● TASK REQUIREMENTS
Return exactly the final stretch of the records below, opening with the line that contains "In which part of the above frame can the asphalt road" and closing with the last line.

● RECORDS PROVIDED
====
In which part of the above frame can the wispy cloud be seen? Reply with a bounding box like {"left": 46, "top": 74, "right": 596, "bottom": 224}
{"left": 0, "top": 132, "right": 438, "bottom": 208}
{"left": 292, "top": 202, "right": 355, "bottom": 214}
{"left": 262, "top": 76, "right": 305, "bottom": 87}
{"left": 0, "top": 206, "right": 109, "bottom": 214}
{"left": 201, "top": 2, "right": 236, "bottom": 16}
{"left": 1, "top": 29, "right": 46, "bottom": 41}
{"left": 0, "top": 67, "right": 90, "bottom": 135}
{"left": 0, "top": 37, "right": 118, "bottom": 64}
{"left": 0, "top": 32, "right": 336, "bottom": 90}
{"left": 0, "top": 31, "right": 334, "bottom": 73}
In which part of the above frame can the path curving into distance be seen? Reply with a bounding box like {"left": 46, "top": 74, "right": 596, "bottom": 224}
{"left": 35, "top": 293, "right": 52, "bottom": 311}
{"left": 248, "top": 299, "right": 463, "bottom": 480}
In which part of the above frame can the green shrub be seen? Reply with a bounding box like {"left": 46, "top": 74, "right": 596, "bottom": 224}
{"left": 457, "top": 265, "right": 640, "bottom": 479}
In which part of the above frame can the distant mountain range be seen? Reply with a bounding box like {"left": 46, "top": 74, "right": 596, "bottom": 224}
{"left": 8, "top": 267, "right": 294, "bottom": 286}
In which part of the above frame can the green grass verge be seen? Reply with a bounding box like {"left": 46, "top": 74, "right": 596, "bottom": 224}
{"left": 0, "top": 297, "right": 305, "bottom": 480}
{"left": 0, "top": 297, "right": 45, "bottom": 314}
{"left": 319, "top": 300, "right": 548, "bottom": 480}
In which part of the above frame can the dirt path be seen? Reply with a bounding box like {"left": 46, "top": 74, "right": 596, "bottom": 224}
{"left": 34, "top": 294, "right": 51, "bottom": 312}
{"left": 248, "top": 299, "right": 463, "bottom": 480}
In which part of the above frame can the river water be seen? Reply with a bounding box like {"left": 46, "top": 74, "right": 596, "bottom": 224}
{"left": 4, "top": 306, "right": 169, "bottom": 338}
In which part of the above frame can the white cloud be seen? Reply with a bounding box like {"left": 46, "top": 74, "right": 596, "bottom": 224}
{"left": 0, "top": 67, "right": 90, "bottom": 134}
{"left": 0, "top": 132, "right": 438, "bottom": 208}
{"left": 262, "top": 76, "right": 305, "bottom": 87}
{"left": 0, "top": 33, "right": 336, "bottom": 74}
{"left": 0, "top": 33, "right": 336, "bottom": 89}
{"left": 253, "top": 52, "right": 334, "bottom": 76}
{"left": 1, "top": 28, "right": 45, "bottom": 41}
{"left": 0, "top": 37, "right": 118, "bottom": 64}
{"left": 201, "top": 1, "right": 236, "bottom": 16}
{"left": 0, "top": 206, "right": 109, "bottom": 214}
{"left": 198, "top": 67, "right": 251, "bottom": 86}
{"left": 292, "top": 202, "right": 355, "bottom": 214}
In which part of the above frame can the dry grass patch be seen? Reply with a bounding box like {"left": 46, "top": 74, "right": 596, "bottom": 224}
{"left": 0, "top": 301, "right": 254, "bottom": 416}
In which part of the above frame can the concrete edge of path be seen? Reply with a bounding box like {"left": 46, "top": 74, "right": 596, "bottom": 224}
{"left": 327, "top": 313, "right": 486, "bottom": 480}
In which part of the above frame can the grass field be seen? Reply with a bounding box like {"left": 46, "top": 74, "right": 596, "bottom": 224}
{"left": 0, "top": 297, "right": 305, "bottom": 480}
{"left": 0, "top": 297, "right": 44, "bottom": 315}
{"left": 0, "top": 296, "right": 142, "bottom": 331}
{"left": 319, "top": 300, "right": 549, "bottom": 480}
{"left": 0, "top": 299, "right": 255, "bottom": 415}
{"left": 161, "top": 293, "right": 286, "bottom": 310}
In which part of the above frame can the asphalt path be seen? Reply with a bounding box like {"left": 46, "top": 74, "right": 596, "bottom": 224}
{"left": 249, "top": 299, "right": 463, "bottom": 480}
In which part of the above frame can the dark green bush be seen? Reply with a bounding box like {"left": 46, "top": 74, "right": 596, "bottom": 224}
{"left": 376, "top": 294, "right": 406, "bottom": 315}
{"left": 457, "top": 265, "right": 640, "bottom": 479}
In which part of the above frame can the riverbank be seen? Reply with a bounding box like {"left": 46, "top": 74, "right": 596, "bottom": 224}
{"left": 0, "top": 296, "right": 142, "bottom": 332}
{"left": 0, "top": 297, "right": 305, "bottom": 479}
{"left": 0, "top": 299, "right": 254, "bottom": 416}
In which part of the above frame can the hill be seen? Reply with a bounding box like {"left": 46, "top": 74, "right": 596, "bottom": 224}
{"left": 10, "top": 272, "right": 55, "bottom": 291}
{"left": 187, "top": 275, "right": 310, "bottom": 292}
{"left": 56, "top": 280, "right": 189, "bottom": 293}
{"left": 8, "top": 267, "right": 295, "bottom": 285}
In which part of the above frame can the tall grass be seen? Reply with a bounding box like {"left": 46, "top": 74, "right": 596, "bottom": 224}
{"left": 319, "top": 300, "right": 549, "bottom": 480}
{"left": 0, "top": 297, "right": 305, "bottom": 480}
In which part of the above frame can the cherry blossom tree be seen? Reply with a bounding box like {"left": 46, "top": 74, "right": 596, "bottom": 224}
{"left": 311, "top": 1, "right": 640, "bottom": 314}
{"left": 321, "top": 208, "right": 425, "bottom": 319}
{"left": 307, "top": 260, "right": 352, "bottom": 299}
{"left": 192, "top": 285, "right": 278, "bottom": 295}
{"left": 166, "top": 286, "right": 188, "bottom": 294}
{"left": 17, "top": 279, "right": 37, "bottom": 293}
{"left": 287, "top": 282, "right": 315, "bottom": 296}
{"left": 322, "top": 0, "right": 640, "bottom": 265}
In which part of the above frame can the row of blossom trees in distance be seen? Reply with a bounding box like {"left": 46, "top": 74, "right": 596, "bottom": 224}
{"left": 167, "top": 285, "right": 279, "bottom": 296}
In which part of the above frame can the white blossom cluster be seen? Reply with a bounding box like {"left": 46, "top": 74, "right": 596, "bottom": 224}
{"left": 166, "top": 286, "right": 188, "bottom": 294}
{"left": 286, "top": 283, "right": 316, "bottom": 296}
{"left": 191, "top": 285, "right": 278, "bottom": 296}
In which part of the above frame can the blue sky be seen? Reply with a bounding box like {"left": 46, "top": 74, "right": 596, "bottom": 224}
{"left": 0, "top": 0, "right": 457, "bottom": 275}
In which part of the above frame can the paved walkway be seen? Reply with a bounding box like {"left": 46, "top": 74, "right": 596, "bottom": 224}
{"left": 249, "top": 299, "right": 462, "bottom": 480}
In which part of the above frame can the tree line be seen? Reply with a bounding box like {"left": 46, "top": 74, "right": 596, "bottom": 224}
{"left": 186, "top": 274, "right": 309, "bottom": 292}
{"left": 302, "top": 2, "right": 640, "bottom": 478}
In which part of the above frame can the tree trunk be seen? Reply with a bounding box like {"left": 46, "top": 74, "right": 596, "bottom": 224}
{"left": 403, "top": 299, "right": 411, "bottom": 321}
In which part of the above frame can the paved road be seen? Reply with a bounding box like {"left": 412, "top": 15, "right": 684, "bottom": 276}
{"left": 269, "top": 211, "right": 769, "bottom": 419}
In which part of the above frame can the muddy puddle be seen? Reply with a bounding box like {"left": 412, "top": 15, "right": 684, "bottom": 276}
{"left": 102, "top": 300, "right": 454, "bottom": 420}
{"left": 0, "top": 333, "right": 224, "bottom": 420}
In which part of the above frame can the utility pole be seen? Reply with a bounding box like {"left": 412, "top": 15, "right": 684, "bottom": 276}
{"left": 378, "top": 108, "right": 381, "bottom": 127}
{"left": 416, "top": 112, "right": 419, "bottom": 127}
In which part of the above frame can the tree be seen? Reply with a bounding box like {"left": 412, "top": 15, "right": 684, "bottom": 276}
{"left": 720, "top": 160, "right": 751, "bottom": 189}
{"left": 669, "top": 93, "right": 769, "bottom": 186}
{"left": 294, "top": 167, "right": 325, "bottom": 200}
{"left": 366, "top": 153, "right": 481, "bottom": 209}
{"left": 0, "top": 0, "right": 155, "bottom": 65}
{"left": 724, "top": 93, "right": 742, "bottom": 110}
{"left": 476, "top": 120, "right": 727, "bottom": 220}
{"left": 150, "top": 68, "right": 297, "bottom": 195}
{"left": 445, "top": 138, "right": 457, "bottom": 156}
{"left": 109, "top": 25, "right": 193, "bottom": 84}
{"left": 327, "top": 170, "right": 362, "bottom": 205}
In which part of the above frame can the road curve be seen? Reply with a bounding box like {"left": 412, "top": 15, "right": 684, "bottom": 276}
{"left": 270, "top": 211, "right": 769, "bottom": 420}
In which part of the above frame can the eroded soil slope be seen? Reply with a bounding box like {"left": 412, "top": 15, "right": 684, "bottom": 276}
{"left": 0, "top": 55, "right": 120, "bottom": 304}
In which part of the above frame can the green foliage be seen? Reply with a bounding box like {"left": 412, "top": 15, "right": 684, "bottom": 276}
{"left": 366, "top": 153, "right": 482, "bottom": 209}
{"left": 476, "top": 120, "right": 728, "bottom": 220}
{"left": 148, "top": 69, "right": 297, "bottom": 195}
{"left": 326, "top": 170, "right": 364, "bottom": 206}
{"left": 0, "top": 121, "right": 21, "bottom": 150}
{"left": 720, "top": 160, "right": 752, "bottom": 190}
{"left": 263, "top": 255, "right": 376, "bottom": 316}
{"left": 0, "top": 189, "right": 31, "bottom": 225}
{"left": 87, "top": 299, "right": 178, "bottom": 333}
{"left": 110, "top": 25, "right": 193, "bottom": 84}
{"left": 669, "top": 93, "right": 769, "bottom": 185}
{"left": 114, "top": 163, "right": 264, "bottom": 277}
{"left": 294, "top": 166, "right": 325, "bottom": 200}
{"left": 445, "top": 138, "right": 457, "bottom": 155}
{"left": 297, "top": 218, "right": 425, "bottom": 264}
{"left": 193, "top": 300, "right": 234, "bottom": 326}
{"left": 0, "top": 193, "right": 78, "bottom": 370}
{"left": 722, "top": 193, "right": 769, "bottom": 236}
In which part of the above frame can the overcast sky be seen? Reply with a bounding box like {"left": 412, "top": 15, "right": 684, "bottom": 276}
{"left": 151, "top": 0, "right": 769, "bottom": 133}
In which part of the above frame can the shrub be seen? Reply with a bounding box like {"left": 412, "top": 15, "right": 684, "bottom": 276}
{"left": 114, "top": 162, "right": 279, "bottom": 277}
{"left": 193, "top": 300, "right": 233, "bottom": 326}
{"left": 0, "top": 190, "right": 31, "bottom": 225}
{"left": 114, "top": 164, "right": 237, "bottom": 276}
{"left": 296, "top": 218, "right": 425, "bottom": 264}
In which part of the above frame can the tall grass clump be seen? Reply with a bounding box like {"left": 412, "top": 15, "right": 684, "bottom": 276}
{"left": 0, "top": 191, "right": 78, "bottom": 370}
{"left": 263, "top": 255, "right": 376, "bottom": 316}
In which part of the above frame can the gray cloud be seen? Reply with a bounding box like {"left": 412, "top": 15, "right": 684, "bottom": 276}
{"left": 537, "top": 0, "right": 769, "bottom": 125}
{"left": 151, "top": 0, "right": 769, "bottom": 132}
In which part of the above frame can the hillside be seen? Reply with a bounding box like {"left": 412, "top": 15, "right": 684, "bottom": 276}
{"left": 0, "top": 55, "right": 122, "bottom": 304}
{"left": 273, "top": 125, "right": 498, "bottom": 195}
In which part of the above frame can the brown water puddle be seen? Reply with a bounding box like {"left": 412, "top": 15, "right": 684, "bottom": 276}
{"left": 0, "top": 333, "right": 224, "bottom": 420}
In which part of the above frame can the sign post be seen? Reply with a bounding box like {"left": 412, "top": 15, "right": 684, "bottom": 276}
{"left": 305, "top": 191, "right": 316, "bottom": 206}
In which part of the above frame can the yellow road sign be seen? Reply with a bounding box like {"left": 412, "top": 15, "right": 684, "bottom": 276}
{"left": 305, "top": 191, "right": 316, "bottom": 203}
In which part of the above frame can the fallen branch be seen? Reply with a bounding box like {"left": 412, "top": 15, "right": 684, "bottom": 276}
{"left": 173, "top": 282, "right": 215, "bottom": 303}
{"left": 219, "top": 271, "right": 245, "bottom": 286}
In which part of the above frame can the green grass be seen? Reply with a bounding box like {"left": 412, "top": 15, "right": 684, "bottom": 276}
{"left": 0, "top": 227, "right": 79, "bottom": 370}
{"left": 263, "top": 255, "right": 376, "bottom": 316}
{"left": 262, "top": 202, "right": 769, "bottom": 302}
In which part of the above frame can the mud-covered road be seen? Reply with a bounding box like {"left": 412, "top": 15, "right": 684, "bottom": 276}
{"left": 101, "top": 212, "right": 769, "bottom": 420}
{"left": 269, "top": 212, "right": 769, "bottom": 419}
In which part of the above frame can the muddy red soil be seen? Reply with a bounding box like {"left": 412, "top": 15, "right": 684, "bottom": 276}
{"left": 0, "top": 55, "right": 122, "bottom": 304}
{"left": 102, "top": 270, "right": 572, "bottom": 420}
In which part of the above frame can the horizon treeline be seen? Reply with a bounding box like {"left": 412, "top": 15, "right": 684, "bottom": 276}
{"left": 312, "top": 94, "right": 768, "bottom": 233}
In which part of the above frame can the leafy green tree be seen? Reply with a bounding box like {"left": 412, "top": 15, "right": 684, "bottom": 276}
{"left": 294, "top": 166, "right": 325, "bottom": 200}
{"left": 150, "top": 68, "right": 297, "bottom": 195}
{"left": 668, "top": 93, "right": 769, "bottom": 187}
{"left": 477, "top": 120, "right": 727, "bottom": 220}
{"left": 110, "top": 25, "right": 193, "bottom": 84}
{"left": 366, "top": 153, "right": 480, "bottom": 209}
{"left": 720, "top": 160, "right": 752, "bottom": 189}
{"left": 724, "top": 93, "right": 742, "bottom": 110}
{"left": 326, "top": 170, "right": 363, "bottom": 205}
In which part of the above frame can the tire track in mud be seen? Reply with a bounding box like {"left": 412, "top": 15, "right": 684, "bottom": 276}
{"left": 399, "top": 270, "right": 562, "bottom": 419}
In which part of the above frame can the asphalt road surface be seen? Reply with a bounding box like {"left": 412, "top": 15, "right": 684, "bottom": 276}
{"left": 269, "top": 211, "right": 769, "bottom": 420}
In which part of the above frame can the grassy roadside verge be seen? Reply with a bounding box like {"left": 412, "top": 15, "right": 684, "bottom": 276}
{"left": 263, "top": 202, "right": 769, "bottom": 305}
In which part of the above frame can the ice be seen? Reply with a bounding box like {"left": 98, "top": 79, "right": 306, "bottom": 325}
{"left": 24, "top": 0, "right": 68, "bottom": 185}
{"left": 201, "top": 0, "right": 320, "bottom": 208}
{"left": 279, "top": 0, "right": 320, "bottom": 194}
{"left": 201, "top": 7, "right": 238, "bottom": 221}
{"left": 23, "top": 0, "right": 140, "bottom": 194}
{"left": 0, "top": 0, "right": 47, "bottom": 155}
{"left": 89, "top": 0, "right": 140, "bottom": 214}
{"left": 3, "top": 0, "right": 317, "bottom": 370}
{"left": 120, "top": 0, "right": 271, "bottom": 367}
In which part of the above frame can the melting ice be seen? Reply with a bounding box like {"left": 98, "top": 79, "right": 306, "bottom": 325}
====
● WRITTEN ANSWER
In which part of the above frame can the asphalt road surface be seen? Reply with a bounding box like {"left": 412, "top": 15, "right": 684, "bottom": 276}
{"left": 269, "top": 211, "right": 769, "bottom": 420}
In which part of the above frame can the grassy roadside verge be seen? Reply with a bounding box like {"left": 412, "top": 15, "right": 684, "bottom": 276}
{"left": 263, "top": 202, "right": 769, "bottom": 305}
In which part of the above frame can the ice be seen? Reply with a bounding box like {"left": 98, "top": 79, "right": 306, "bottom": 325}
{"left": 24, "top": 0, "right": 68, "bottom": 185}
{"left": 201, "top": 0, "right": 320, "bottom": 208}
{"left": 279, "top": 0, "right": 320, "bottom": 194}
{"left": 201, "top": 7, "right": 238, "bottom": 221}
{"left": 23, "top": 0, "right": 140, "bottom": 194}
{"left": 0, "top": 0, "right": 47, "bottom": 155}
{"left": 89, "top": 0, "right": 140, "bottom": 214}
{"left": 3, "top": 0, "right": 317, "bottom": 370}
{"left": 120, "top": 0, "right": 271, "bottom": 367}
In which part of the above frame can the melting ice be seen? Reply with a bounding box like {"left": 98, "top": 79, "right": 306, "bottom": 325}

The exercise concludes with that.